=== Data for this exercise ===

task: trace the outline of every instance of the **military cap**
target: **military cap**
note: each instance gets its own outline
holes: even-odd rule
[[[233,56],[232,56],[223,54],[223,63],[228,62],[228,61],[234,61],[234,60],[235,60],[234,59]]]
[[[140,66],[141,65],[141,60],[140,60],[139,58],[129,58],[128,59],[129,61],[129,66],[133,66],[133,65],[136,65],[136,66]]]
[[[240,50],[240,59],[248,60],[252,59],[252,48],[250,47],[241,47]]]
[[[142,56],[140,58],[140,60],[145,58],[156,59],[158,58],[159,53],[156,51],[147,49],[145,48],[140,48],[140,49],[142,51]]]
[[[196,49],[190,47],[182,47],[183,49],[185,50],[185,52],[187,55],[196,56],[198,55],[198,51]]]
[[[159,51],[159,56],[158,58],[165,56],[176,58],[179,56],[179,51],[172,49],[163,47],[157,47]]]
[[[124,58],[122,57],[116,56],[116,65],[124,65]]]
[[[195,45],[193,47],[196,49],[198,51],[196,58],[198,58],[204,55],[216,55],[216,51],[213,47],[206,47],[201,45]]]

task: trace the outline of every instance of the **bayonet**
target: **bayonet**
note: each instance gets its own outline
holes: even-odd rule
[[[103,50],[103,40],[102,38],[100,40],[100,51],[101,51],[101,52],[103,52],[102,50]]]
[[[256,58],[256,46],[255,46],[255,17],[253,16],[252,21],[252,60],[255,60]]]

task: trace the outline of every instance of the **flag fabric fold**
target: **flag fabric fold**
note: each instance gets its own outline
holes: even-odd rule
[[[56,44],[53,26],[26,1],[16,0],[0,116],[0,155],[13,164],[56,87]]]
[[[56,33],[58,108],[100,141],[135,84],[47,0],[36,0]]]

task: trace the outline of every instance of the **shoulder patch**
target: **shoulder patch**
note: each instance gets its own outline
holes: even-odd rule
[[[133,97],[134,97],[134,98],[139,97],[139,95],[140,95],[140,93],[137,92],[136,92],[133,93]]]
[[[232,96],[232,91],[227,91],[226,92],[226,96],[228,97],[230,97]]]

===

Instructions to follow
Reproduce all of the records above verbatim, line for line, without altering any character.

Solution
task: trace the outline of every instance of the **military cap**
target: **military cap**
note: each instance gets its own outline
holes: even-odd rule
[[[233,56],[232,56],[223,54],[223,63],[228,62],[228,61],[234,61],[234,60],[235,60],[234,59]]]
[[[140,66],[141,65],[141,60],[140,60],[139,58],[129,58],[128,59],[129,61],[129,66],[133,66],[133,65],[136,65],[136,66]]]
[[[240,50],[240,59],[248,60],[252,59],[252,48],[250,47],[241,47]]]
[[[142,56],[140,58],[140,60],[145,58],[156,59],[158,58],[159,53],[156,51],[147,49],[145,48],[140,48],[140,49],[142,51]]]
[[[196,49],[190,47],[182,47],[183,49],[185,50],[185,52],[187,55],[196,56],[198,55],[198,51]]]
[[[159,51],[159,56],[158,58],[165,56],[176,58],[179,56],[179,51],[172,49],[163,47],[157,47]]]
[[[124,58],[122,57],[116,56],[116,65],[124,65]]]
[[[195,45],[193,47],[196,49],[198,51],[196,58],[198,58],[204,55],[216,55],[216,51],[213,47],[206,47],[201,45]]]

task: trace the outline of every instance of the **bayonet**
target: **bayonet**
note: each instance gets its own outline
holes: even-odd rule
[[[103,50],[103,40],[102,38],[100,40],[100,51],[101,51],[101,52],[103,52],[102,50]]]
[[[256,58],[256,46],[255,46],[255,17],[253,16],[252,21],[252,60],[255,60]]]

task: trace the outline of every instance of the **flag fabric fold**
target: **flag fabric fold**
note: each instance gets its own outline
holes: even-odd rule
[[[56,44],[53,26],[26,1],[16,0],[0,116],[0,155],[13,164],[56,87]]]
[[[56,33],[58,108],[100,141],[135,84],[47,0],[36,0]]]

task: trace the outline of every instance of the **shoulder patch**
target: **shoulder patch**
note: each instance gets its own outline
holes: even-odd rule
[[[133,97],[134,97],[134,98],[139,97],[139,95],[140,95],[140,93],[137,92],[136,92],[133,93]]]
[[[232,96],[232,91],[227,91],[226,92],[226,96],[228,97],[230,97]]]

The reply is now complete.